> Письменное задание A
Чего в тексте об институциональном суверенитете желают австрийцам?
> Письменное задание B
Продолжите текст об институциональном суверенитете дальше его последнего предложения.

> Фрагмент документа
━━━

С другой стороны, вселяет надежду то обстоятельство, что всё больше растёт число тех, кто не желает дольше наблюдать за человеконенавистни­че­скими дей­ст­виями наших современных князей. При этом им может пригодиться то об­сто­ятельство, которое в своей корыстной слепоте властители институци­ональ­ного су­ве­ренитета не могут ни увидеть, ни понять: любой институ­цио­наль­ный (и, сле­до­вательно, противоестественный) суверенитет запутывается рано или позд­но в системе, которую он создавал для сохранения своей власти. По­сколь­ку системы себя ограждают и не способны и не хотят учиться, они, сле­до­вательно, ли­ша­ют­ся возможности усовершенствоваться и рано или поздно зады­хаются в собственных стенах[12].

С учётом этого люди, которые не являются узниками такой системы, должны подбадривать друг друга, поднимать свой голос при каждой представляющейся воз­мож­ности и всячески способствовать разработке чистых с этической точки зре­ния и ответственных альтернатив на тот период, который наступит после не­ми­нуемого краха системы.

Австрийцам остаётся пожелать дальновидности, чтобы Австрия добилась вы­хода из Евро-Со­юза путём плебисцита. Пусть и Швеция, и Швейцария, а так­же Да­ния и Велико­британия противостоят сладким звукам свирели, манящим их под­чиниться евро. Пусть оговорка[13] комиссара ЕС Ферхойгена, которая ока­за­лась, быть мо­жет, пер­вой разумной фразой в его политической карьере, громко зву­чит в ушах мил­ли­онов людей; в этой фразе можно было догадаться об исти­не, ко­то­рая должна за­ста­вить каждого мыслящего современника пробудиться и дей­ст­вовать.

 

О культурном уровне народа, степени его аутентичности и суверенитета можно судить по качеству его политиков. Желаем Европе скорого выздо­ров­ления!

Д.-Л. Эрл

 

Насколько глубоко европейские люди дадут себя вовлечь в водоворот пе­ре­оценки главами государств и правительств своих сил, страдающими эго­ма­нией, зависит от готовности тех, кто не только прочитает настоящую статью, но и бу­дет дей­ст­вовать соот­вет­ст­ву­ющим образом.

 

 

Надежда умирает последней!

 

 

 

Г.-В. Граф

[1] Обязательное голосование членов фракции в соответствии с принятыми ею решениями является на­ру­ше­нием положений статьи 38 Основного закона, зафиксированным в письменной форме.

━━━

> Выдержка из данных
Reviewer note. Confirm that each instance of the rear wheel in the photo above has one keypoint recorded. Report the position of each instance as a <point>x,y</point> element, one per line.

━━━

> Результат выполнения A
Дальновидности, чтобы Австрия добилась выхода из Евро-Союза путём плебисцита.

> Результат выполнения B
[2] Обе христианские церкви являются единственными негосударственными организациями, которые имеют свою социальную юрисдикцию, получают «чаевые» (пожертвования), не облагаемые налогами. Их университетские учреждения, а также оклады профессоров оплачиваеются государством, на них рас­про­страняются многочисленные налоговые льготы. Кроме того, чуть ли не все католические и еван­ге­ли­че­ские учреждения (например, больницы, детские сады и др.) получают значительные субсидии из казны (которая пополняется и за счёт тех, кто не является членом этих двух церквей).

[3] Расходы государства на взимание, распределение и передачу церковного налога покрываются лишь в не­зна­чительной части за счёт поступлений от церковного налога.

[4] – политически правильно (англ.), то есть с точки зрения политической правильности.

[5] Korruption – Die Entschlüsselung eines universellen Phänomens. Hans-Wolff Graf. Fouqué-Verlag, 1999.

[6] – народовластие (греч.).

[7] Кому же известно, что Deutsche Presse-Agentur (DPA – Германское информационное агентство, ДПА) является публично-(не)правовым учреждением, основные пайщики которого – правительство Германии, а также крупнейшие газетные издательства, радио- и телекомпании?

[8] Die Macht der Information, DBSFS e.V., München, 2000 и Leadership statt Management, München, 1997.

[9] – политическая правильность (англ.).

[10] Die Utopie der Demokratie, DBSFS e. V., München, 1998.

[11] Korruption – Die Entschlüsselung eines universellen Phänomens, FOUQUÉ-Verlag, 1999.

[12] См. System und Schema, Pragma und Praxis в брошюре: Die Macht der Information, DBSFS e. V., München 2000.

[13] «О возможности проведения референдумов и в Германии следовало бы серьёзно задуматься».